Eminent Domain

Below please find a recent op-ed by Len Munsil.
Private Property Rights Must Be Protected
by Len Munsil
The words “eminent domain” aren’t used by most of us on a daily basis. There’s a good possibility most folks don’t use the term at all. There’s something about the phrase that sounds vaguely bookish. Certainly it has nothing to do with us, we might conclude. Well, think again.
Since last year’s notorious Kelo v. City of New London U.S. Supreme Court decision, state legislatures across the country have been attempting to enact laws to severely restrict the power of government to seize land for redevelopment.
The government’s ability to take land for public use at fair market value has long been in place. But historically, these takings have been exercised for public uses that enhance the common good, such as building roadways, bridges or hospitals.
But the Kelo decision approved the more recent practice of local governments taking private property for private use. Local governments have been declaring homes and businesses to be “blighted” in order to condemn the property and transfer it to private developers for “revitalization.” The higher tax revenues generated by such takings are economically beneficial for the cities or towns approving such condemnations.
The effect of Kelo was citizen enlightenment and increased scrutiny of development projects. Most people were simply unaware of the government’s enormous power under eminent domain. Here in Arizona, we witnessed the saga of Randy Bailey and the brake shop business which had been in his family for over four decades. The City of Mesa, salivating at the prospect of a higher income stream from the taxes generated by a nationally franchised hardware store, made the decision to force the taking of the brake shop through the use of eminent domain.
Randy Bailey was fortunate. The Washington, D.C.-based Institute for Justice took his case, and argued that Mesa had abused its powers. The Arizona Constitution clearly prohibits the taking of private property for private use. After lengthy litigation and several disappointments, the Arizona Court of Appeals ruled against Mesa’s ability to condemn private businesses and homes in order to transfer such properties to other private individuals.
But the problem is not going away anytime soon. The Institute for Justice notes that in the five years preceding 2003, there were in excess of 10,000 reported cases of cities and towns attempting to enforce provisions of eminent domain for economic development projects.
Incredibly, Janet Napolitano supports such government sanctioned overreaches. She vetoed legislative attempts to protect private property, saying such bills were “excessive….severely limiting the ability of cities to deal with urban blight,” and claiming that these restraints on the government will lead to “criminal and gang activity.” Napolitano seems to have forgotten that crime prevention is the job of police and prosecutors, not central government planners. Perhaps that explains why Arizona’s crime rate has become the highest in the nation on her watch.
Unlike Napolitano, I believe private property ownership is more than a temporarily granted privilege subject to being taken by the government. The right to own and control private property is a fundamental right, essential to our freedom. We must stop playing “bureaucrat knows best” with this cherished right.
As governor, I will fight eminent domain abuse and support protection for Arizona’s property owners.

- EXCERPTED RECORDS:
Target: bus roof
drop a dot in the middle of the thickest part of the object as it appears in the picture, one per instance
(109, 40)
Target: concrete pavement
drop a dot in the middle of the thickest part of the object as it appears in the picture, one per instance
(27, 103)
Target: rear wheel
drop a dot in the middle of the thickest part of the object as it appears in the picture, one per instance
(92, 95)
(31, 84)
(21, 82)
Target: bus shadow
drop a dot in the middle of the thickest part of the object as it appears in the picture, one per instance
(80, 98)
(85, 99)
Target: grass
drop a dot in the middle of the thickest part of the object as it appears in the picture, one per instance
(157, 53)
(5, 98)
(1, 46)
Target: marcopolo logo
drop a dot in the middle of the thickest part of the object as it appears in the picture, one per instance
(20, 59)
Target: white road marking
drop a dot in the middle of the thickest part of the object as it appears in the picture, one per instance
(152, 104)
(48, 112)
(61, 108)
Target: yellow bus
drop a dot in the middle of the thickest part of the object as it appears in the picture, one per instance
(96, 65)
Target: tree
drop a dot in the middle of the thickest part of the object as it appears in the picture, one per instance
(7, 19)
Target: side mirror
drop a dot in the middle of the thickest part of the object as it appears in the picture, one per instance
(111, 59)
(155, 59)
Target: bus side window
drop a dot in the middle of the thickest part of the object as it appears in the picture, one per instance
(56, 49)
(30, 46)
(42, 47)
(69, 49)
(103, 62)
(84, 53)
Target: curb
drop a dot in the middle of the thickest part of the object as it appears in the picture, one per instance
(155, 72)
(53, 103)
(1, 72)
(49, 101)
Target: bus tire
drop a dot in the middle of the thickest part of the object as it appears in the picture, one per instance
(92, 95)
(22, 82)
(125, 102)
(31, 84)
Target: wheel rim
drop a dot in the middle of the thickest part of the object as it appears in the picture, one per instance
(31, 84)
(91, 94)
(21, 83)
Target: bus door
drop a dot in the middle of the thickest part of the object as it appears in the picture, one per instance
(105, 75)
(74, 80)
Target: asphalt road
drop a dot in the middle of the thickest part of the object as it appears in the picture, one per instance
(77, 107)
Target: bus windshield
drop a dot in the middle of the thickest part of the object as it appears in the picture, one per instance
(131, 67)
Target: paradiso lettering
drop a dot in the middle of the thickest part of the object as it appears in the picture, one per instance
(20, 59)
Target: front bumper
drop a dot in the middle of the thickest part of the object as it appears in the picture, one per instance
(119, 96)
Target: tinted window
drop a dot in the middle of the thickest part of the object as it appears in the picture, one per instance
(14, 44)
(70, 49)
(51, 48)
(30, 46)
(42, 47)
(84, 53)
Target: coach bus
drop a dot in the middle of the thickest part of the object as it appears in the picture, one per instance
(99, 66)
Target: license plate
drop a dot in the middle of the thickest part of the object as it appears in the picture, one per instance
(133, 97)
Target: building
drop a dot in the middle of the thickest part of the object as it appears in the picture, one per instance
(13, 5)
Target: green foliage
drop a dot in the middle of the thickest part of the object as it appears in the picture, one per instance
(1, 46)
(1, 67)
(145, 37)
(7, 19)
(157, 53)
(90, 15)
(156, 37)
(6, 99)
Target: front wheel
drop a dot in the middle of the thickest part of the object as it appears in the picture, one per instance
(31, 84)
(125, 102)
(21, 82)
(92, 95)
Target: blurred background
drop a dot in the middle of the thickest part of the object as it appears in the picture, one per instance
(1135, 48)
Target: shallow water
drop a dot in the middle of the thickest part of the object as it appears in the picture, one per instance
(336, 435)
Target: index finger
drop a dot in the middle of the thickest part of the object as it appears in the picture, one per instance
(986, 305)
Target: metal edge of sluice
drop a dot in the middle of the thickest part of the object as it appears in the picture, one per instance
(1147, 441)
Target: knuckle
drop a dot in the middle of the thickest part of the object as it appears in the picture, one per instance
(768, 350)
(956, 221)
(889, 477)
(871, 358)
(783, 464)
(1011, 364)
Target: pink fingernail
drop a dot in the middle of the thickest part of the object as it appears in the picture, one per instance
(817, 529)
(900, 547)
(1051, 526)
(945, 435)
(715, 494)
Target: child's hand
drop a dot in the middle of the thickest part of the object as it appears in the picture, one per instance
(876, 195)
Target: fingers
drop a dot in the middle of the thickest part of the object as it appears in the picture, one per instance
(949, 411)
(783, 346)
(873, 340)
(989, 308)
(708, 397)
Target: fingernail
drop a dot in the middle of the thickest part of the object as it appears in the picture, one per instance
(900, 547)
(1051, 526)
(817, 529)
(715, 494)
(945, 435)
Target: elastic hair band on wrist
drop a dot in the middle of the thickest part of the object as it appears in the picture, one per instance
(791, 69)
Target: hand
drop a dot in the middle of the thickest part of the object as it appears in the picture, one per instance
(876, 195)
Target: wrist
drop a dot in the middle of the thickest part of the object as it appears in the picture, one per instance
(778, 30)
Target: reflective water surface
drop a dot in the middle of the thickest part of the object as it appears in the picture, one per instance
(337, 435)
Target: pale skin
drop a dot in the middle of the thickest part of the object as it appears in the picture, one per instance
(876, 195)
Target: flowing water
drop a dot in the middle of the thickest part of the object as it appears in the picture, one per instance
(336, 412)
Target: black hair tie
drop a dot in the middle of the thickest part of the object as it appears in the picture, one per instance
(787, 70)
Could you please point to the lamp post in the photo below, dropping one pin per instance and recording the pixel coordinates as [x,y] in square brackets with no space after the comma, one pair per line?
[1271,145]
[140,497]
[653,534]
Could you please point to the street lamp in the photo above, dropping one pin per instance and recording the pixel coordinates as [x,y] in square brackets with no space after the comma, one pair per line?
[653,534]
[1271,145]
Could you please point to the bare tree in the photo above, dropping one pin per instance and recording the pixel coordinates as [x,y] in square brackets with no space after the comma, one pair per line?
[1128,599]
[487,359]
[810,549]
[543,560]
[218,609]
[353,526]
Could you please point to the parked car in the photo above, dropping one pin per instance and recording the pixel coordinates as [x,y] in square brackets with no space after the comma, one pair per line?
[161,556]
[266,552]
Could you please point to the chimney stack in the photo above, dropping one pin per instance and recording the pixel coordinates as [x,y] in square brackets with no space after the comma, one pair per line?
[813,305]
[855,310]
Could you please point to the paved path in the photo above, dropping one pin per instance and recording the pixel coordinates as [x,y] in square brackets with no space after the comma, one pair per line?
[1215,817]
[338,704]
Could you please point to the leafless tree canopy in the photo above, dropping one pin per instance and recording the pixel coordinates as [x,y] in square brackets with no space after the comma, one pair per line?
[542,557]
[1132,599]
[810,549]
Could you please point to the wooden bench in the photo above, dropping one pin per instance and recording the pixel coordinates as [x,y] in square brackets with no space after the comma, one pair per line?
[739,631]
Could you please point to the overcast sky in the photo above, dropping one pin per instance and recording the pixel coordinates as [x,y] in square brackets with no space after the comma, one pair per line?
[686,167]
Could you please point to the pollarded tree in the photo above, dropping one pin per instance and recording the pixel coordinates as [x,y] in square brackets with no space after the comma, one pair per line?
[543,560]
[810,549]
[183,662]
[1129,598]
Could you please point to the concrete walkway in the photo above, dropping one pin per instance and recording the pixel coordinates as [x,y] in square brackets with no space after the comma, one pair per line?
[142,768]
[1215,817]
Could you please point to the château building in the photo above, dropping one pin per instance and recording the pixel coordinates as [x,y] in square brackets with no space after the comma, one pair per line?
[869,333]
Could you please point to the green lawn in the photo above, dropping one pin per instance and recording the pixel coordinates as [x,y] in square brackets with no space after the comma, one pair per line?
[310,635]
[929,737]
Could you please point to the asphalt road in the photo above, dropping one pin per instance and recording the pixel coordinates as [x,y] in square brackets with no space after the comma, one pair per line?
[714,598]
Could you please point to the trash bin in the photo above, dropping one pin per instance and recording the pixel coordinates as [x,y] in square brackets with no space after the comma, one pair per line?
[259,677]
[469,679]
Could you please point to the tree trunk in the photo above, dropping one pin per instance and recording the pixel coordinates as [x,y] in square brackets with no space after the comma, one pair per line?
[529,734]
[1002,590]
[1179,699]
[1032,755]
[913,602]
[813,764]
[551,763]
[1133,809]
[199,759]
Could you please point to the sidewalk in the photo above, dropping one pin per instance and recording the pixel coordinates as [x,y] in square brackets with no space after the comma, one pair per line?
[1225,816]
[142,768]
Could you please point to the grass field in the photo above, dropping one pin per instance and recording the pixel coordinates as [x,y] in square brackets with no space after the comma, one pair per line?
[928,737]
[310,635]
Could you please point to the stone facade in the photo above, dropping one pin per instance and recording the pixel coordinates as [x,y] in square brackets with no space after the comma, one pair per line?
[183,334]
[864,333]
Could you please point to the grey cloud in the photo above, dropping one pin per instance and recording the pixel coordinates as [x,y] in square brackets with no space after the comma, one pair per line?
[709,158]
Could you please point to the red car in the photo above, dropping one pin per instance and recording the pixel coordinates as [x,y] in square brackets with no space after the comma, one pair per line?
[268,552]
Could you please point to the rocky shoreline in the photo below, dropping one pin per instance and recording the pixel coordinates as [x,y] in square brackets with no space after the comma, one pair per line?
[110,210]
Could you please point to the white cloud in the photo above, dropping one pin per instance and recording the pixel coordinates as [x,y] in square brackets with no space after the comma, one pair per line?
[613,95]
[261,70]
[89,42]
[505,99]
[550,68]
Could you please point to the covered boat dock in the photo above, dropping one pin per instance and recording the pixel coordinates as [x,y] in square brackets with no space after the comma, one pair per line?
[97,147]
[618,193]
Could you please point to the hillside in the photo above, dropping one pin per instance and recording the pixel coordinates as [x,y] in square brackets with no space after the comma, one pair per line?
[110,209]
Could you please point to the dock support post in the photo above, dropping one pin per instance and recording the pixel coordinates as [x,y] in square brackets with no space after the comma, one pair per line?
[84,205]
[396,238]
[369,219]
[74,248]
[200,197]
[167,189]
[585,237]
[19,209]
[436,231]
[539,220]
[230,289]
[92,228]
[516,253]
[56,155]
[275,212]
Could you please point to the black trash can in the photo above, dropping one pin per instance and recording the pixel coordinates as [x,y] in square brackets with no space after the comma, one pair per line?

- WHAT YOU ARE ASKED TO DO:
Return the passage of the eminent domain op-ed starting at "Randy Bailey was" and ending at "other private individuals.", copied word for word.

- RESULT FOR THIS EXERCISE:
Randy Bailey was fortunate. The Washington, D.C.-based Institute for Justice took his case, and argued that Mesa had abused its powers. The Arizona Constitution clearly prohibits the taking of private property for private use. After lengthy litigation and several disappointments, the Arizona Court of Appeals ruled against Mesa’s ability to condemn private businesses and homes in order to transfer such properties to other private individuals.